Stored data.
━━━━

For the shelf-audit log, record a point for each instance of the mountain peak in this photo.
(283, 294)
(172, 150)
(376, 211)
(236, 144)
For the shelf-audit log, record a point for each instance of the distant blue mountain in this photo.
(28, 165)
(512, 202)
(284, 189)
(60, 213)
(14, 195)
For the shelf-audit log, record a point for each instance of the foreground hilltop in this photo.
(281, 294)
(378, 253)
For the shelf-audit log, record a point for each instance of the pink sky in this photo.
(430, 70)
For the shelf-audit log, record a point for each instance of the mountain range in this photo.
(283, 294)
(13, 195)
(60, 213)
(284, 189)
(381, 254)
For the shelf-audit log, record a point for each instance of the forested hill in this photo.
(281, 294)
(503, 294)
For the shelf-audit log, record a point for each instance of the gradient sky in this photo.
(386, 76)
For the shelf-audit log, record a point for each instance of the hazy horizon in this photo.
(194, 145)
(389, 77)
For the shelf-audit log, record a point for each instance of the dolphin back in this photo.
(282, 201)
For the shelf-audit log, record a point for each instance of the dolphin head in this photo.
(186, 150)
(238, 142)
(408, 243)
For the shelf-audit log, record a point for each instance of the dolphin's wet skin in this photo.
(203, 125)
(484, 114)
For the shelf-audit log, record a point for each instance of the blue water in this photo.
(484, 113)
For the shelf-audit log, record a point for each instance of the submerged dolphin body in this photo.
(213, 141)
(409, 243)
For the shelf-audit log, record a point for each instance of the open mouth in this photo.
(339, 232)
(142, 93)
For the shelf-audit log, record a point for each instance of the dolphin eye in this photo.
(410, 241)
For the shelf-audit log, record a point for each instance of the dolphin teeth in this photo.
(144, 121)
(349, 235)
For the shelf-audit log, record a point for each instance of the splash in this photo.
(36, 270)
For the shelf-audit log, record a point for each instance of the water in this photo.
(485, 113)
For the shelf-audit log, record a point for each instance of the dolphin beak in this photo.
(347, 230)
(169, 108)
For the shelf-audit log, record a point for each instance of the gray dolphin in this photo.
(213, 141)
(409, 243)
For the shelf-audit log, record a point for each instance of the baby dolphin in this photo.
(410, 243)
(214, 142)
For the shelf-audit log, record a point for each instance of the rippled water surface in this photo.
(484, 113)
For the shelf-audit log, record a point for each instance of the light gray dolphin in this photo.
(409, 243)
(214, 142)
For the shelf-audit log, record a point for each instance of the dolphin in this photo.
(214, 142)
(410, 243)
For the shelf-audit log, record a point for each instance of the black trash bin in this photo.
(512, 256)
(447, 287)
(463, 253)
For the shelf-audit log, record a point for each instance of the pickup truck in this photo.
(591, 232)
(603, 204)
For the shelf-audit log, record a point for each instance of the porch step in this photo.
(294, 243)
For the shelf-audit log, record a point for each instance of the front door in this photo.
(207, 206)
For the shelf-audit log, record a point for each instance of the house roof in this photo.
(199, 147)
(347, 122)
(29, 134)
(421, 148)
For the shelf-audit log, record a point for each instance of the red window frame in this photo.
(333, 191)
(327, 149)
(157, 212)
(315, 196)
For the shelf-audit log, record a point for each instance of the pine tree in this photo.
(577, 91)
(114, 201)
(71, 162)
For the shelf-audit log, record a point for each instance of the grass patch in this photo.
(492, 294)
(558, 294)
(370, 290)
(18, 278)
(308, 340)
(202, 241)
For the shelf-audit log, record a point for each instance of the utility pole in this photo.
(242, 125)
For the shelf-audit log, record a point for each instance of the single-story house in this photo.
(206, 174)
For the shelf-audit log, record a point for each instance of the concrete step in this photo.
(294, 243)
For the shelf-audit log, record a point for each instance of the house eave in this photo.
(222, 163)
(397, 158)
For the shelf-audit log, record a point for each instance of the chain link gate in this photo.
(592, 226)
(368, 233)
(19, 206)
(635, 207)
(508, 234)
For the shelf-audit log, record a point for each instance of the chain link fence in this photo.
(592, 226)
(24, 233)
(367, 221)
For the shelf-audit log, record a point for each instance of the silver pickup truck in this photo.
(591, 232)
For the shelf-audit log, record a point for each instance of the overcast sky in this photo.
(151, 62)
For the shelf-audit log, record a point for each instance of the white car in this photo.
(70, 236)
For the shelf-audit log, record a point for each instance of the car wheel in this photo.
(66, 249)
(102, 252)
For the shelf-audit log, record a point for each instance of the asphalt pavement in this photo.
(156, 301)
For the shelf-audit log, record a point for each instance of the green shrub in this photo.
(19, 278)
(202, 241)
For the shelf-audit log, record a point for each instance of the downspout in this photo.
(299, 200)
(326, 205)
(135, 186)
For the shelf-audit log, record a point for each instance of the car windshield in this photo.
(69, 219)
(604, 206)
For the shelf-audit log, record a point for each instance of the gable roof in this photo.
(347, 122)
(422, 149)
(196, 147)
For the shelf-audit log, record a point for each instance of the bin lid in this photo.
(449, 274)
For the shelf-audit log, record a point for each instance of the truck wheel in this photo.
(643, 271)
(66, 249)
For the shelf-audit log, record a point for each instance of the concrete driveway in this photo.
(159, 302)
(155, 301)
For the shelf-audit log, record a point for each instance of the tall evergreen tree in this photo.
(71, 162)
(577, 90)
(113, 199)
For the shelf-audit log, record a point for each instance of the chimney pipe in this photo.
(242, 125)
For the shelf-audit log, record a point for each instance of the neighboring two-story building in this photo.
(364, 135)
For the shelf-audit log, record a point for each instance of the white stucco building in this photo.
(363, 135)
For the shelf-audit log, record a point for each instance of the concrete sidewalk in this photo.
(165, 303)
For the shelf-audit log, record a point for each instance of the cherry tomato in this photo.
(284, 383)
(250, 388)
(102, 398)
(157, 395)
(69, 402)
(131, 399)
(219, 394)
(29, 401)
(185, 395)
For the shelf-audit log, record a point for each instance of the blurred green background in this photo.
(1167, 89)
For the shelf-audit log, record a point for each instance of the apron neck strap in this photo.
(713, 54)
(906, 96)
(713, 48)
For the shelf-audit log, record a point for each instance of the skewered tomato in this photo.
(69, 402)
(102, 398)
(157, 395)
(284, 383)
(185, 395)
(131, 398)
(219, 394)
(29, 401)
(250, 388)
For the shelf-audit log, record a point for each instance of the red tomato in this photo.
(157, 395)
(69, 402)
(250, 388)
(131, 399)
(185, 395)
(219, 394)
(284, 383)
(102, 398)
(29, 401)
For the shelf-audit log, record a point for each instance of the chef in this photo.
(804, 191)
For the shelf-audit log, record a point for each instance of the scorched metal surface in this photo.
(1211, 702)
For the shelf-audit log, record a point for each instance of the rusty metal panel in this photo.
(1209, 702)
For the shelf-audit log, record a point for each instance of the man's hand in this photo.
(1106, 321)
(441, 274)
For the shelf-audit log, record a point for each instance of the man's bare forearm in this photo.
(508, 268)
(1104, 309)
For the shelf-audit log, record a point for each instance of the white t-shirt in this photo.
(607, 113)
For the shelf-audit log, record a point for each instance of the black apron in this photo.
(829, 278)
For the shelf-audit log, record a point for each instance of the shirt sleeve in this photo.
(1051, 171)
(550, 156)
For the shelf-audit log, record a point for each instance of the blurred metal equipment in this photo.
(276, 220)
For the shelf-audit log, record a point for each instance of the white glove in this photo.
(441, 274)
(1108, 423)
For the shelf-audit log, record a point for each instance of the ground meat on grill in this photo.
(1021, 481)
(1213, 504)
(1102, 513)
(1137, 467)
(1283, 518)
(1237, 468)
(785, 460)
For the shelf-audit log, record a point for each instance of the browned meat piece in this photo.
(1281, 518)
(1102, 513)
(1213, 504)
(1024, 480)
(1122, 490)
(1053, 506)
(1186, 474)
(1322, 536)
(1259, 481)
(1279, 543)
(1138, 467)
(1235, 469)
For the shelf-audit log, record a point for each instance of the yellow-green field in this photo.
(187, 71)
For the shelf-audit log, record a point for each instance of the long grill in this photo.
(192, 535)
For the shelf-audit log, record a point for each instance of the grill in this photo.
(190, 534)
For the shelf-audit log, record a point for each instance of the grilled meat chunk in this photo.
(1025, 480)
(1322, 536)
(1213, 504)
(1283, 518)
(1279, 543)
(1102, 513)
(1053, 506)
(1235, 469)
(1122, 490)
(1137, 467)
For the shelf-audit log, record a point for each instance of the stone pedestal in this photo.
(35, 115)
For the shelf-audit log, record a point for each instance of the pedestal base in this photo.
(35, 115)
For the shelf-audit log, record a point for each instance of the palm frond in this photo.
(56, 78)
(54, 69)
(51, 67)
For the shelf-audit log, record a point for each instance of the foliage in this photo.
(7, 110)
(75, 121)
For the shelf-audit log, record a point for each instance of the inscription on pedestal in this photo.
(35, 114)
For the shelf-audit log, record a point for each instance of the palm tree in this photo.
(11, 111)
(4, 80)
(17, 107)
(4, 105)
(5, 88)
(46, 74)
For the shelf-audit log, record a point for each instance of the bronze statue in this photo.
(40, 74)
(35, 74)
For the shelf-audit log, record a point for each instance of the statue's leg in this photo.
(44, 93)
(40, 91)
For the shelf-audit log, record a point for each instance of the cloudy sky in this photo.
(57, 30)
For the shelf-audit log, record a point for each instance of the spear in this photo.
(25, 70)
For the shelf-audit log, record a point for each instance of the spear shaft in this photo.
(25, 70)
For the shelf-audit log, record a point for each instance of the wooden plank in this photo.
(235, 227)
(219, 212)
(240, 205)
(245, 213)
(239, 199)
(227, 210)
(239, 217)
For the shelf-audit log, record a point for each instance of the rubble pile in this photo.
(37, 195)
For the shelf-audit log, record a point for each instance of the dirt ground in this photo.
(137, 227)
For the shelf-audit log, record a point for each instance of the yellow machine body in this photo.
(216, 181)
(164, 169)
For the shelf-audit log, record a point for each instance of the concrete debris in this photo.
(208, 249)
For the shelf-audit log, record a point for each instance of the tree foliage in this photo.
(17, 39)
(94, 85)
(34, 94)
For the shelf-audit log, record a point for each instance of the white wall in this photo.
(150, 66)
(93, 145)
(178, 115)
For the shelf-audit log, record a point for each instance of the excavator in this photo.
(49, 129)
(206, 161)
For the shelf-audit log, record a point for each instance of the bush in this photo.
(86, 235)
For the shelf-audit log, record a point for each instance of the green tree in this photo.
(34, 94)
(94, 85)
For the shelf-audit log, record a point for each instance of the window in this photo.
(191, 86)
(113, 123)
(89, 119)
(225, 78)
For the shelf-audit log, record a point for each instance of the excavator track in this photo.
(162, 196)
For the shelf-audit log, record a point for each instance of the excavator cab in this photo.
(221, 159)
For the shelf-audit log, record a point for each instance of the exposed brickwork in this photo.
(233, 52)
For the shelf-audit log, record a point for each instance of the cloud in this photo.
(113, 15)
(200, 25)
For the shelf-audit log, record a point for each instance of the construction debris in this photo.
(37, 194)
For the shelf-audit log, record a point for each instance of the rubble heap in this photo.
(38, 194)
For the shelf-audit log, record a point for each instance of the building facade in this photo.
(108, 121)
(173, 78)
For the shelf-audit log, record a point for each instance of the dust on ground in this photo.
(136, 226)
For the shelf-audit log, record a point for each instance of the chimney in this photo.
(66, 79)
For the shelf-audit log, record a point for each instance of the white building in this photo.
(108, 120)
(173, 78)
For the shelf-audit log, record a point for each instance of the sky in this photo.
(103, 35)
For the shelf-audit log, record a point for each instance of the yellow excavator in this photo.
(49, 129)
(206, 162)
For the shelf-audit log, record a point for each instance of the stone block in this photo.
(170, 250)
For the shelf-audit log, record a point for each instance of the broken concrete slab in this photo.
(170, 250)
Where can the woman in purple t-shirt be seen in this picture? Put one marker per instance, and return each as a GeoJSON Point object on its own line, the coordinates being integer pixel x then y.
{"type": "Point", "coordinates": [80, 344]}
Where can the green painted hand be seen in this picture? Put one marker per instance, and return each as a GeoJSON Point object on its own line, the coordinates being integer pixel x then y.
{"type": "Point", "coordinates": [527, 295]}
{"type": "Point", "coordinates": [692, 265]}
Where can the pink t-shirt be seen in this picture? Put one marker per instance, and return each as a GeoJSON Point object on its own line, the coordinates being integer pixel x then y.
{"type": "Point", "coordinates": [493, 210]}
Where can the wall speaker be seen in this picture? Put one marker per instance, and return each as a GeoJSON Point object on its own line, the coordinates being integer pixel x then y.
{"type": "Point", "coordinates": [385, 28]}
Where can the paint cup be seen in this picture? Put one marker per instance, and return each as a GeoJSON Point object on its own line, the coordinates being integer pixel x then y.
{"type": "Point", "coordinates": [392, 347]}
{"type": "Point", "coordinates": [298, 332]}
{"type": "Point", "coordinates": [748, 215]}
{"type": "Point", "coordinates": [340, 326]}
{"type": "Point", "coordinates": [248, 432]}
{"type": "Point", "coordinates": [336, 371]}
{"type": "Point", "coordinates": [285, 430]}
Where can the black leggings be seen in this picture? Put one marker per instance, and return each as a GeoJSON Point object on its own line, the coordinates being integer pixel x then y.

━━━━

Problem to work on. Locate the line that contains "Where can the pink". Repeat it and every line after it, up to and including the final line, exactly.

Worked answer.
Where can the pink t-shirt be seen in this picture? Put one marker per instance, and return each as a GeoJSON Point object on its own line, the coordinates being integer pixel x then y.
{"type": "Point", "coordinates": [493, 210]}
Where can the wall speaker be seen in this picture? Put one marker per instance, and return each as a GeoJSON Point object on its own line, the coordinates being integer pixel x then y.
{"type": "Point", "coordinates": [385, 28]}
Where can the paint cup be seen in this picture? Put one marker per instance, and return each as a GeoJSON Point object on its own line, the coordinates being integer pixel x then y.
{"type": "Point", "coordinates": [392, 347]}
{"type": "Point", "coordinates": [298, 332]}
{"type": "Point", "coordinates": [748, 215]}
{"type": "Point", "coordinates": [340, 326]}
{"type": "Point", "coordinates": [248, 432]}
{"type": "Point", "coordinates": [336, 371]}
{"type": "Point", "coordinates": [285, 430]}
Where can the black leggings be seen in this picture? Put one marker per instance, and return each as a GeoJSON Point object on its own line, the coordinates being integer pixel x then y.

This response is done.